# [What to produce]
Your answer must be an exact copy of the data below.

Data for processing START

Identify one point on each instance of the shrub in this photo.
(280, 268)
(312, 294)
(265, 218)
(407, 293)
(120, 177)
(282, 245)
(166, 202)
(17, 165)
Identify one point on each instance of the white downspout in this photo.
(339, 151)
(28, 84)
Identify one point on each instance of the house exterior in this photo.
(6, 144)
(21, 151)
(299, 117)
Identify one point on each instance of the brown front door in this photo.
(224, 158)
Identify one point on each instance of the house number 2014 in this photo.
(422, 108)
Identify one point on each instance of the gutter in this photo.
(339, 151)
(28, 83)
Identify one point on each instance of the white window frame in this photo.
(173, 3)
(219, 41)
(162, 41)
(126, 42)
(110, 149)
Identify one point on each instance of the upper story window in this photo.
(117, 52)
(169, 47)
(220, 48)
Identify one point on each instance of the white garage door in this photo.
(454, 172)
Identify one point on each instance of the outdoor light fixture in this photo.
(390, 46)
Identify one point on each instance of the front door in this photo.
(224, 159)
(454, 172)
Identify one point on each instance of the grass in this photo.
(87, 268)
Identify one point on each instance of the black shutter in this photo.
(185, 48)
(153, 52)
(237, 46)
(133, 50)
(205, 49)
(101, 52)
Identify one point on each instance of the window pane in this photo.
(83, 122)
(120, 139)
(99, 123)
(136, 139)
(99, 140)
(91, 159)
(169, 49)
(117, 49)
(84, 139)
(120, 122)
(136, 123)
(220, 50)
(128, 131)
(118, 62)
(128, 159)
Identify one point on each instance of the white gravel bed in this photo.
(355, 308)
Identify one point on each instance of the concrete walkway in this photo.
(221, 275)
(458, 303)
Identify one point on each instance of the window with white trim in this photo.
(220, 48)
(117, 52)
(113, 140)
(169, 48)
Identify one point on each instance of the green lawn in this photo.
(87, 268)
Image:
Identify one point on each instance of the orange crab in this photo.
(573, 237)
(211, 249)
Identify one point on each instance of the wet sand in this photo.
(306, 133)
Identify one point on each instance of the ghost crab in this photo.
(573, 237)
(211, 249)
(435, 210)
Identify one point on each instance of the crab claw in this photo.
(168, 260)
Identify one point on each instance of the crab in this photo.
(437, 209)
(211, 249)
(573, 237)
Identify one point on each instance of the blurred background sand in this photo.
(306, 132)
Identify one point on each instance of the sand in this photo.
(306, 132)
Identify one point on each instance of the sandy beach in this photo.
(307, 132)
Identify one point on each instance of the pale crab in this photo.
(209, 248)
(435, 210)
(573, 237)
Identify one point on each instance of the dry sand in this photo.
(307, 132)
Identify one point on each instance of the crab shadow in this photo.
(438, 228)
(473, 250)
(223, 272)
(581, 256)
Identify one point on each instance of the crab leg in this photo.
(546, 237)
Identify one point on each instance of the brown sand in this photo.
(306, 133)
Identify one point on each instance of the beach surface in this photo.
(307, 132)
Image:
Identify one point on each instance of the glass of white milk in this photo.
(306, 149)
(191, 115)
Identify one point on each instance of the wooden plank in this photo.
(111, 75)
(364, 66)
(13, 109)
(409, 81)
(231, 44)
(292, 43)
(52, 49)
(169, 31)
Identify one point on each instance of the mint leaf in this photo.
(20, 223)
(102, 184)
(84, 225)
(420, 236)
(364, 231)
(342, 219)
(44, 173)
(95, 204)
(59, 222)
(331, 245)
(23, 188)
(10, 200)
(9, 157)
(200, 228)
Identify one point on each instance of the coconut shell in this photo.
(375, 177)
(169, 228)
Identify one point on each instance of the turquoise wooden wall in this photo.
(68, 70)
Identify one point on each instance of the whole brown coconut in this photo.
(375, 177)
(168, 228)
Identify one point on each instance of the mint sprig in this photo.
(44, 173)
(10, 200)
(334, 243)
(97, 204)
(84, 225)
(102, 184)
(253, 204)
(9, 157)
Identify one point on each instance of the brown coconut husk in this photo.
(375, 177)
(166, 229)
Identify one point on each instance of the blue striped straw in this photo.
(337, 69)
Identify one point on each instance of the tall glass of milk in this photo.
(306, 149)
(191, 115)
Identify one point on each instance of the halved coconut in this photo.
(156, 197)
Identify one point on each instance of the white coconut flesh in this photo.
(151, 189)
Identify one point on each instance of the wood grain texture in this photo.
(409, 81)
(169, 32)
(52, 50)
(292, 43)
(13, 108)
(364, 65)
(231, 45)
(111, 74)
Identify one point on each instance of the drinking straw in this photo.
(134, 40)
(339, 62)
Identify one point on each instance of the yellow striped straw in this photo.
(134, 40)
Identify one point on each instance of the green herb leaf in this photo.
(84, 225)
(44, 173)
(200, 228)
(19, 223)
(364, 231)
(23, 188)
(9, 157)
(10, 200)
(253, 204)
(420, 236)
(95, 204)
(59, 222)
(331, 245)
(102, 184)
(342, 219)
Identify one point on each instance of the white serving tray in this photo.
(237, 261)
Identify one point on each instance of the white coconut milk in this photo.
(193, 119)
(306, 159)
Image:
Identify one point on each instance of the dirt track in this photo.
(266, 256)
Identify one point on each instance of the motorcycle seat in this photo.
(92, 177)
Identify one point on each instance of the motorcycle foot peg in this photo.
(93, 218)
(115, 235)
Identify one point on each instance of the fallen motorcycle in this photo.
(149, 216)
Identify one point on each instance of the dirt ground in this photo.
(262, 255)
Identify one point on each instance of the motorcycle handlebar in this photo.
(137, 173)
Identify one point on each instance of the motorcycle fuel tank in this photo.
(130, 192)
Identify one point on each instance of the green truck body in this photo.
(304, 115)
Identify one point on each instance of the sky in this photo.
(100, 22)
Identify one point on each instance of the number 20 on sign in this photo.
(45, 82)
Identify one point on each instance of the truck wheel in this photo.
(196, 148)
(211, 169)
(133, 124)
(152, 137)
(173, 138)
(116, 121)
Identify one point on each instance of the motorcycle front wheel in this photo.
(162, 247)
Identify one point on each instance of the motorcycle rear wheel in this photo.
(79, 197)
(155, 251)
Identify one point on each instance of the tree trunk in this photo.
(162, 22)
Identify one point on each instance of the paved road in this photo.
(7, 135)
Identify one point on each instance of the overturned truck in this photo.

Data for processing END

# [Answer section]
Identify one point on each instance of the shrub in this photo.
(280, 268)
(312, 294)
(265, 218)
(407, 293)
(120, 177)
(282, 245)
(166, 202)
(17, 165)
Identify one point on each instance of the white downspout in this photo.
(339, 151)
(28, 84)
Identify one point on each instance of the house exterior in this photo.
(6, 144)
(21, 151)
(299, 117)
Identify one point on each instance of the brown front door in this photo.
(224, 158)
Identify one point on each instance of the house number 2014 in this photo.
(422, 108)
Identify one point on each instance of the gutter in this photo.
(339, 151)
(28, 83)
Identify one point on each instance of the white window frame in this photo.
(173, 3)
(219, 41)
(162, 41)
(126, 42)
(110, 149)
Identify one point on each instance of the upper story window in this photo.
(117, 52)
(169, 47)
(220, 48)
Identify one point on each instance of the white garage door in this photo.
(454, 172)
Identify one point on each instance of the outdoor light fixture in this photo.
(390, 46)
Identify one point on each instance of the front door in this photo.
(224, 159)
(454, 172)
Identify one point on each instance of the grass in this photo.
(87, 268)
Identify one point on each instance of the black shutter in this photo.
(185, 48)
(153, 52)
(237, 46)
(133, 50)
(205, 49)
(101, 52)
Identify one point on each instance of the window pane in this photo.
(83, 122)
(120, 139)
(99, 123)
(136, 139)
(99, 140)
(91, 159)
(169, 49)
(117, 49)
(84, 139)
(120, 122)
(136, 123)
(220, 50)
(128, 131)
(118, 62)
(128, 159)
Identify one point on each instance of the white gravel bed in this photo.
(355, 308)
Identify one point on each instance of the concrete walkway in this photo.
(221, 275)
(458, 303)
Identify one point on each instance of the window with white trim in this photo.
(220, 48)
(117, 52)
(113, 140)
(169, 48)
Identify one point on each instance of the green lawn in this photo.
(87, 268)
Image:
Identify one point on each instance of the orange crab in this photo.
(573, 237)
(211, 249)
Identify one point on each instance of the wet sand in this photo.
(306, 133)
Identify one point on each instance of the ghost crab in this photo.
(573, 237)
(211, 249)
(435, 210)
Identify one point on each instance of the crab claw in this photo.
(168, 260)
Identify one point on each instance of the crab in this photo.
(437, 209)
(211, 249)
(573, 237)
Identify one point on each instance of the blurred background sand in this photo.
(306, 132)
Identify one point on each instance of the sand in this photo.
(306, 132)
Identify one point on each instance of the sandy beach in this photo.
(307, 132)
Identify one point on each instance of the pale crab in this photo.
(209, 248)
(435, 210)
(573, 237)
Identify one point on each instance of the dry sand in this photo.
(307, 132)
Identify one point on each instance of the crab shadow in this photo.
(438, 228)
(473, 250)
(223, 272)
(581, 256)
Identify one point on each instance of the crab leg in this photo.
(546, 237)
Identify one point on each instance of the brown sand in this photo.
(306, 133)
Identify one point on each instance of the beach surface in this photo.
(307, 132)
Image:
Identify one point on each instance of the glass of white milk in this photo.
(306, 149)
(191, 115)
Identify one point on each instance of the wooden plank in this photo.
(111, 75)
(364, 66)
(13, 109)
(409, 81)
(231, 44)
(292, 43)
(52, 49)
(169, 31)
Identify one point on each instance of the mint leaf in this photo.
(20, 223)
(102, 184)
(84, 225)
(420, 236)
(364, 231)
(342, 219)
(44, 173)
(95, 204)
(59, 222)
(331, 245)
(23, 188)
(10, 200)
(9, 157)
(200, 228)
Identify one point on each instance of the coconut shell in this photo.
(375, 177)
(169, 228)
Identify one point on each instance of the turquoise wooden wall in this photo.
(68, 70)
Identify one point on each instance of the whole brown coconut in this photo.
(375, 177)
(168, 228)
Identify one point on each instance of the mint sprig in this photo.
(44, 173)
(10, 200)
(334, 243)
(97, 204)
(84, 225)
(102, 184)
(253, 204)
(9, 157)
Identify one point on each instance of the brown coconut husk in this photo.
(375, 177)
(166, 229)
Identify one point on each instance of the blue striped straw in this photo.
(337, 69)
Identify one point on each instance of the tall glass of milk in this photo.
(306, 149)
(191, 115)
Identify one point on each instance of the halved coconut in this photo.
(156, 197)
Identify one point on each instance of the white coconut flesh in this photo.
(151, 189)
Identify one point on each instance of the wood grain texture in this photo.
(409, 81)
(169, 32)
(52, 50)
(292, 43)
(13, 108)
(364, 65)
(231, 45)
(111, 74)
Identify one point on each instance of the drinking straw in this photo.
(134, 40)
(339, 62)
Identify one point on each instance of the yellow striped straw in this photo.
(134, 40)
Identify one point on each instance of the green herb leaf in this photo.
(84, 225)
(44, 173)
(200, 228)
(19, 223)
(364, 231)
(23, 188)
(9, 157)
(10, 200)
(253, 204)
(420, 236)
(95, 204)
(59, 222)
(331, 245)
(102, 184)
(342, 219)
Identify one point on each instance of the white serving tray in this photo.
(237, 261)
Identify one point on each instance of the white coconut milk in this photo.
(193, 119)
(306, 159)
Image:
Identify one point on each instance of the dirt track in this photo.
(266, 256)
Identify one point on each instance of the motorcycle seat in this photo.
(92, 177)
Identify one point on each instance of the motorcycle foot peg in this photo.
(93, 218)
(115, 235)
Identify one point on each instance of the fallen motorcycle in this photo.
(149, 216)
Identify one point on each instance of the dirt ground in this photo.
(262, 255)
Identify one point on each instance of the motorcycle handlebar in this photo.
(137, 173)
Identify one point on each instance of the motorcycle fuel tank in this photo.
(130, 192)
Identify one point on each instance of the green truck body in this photo.
(304, 115)
Identify one point on each instance of the sky in this photo.
(100, 22)
Identify one point on each instance of the number 20 on sign in this photo.
(45, 82)
Identify one point on each instance of the truck wheel in this photo.
(196, 148)
(211, 169)
(133, 124)
(152, 137)
(173, 138)
(116, 121)
Identify one point on each instance of the motorcycle front wheel in this photo.
(162, 247)
Identify one point on each instance of the motorcycle rear wheel in this photo.
(79, 197)
(155, 251)
Identify one point on each instance of the tree trunk in this photo.
(162, 22)
Identify one point on each instance of the paved road in this photo.
(7, 135)
Identify one point on each instance of the overturned truck in this photo.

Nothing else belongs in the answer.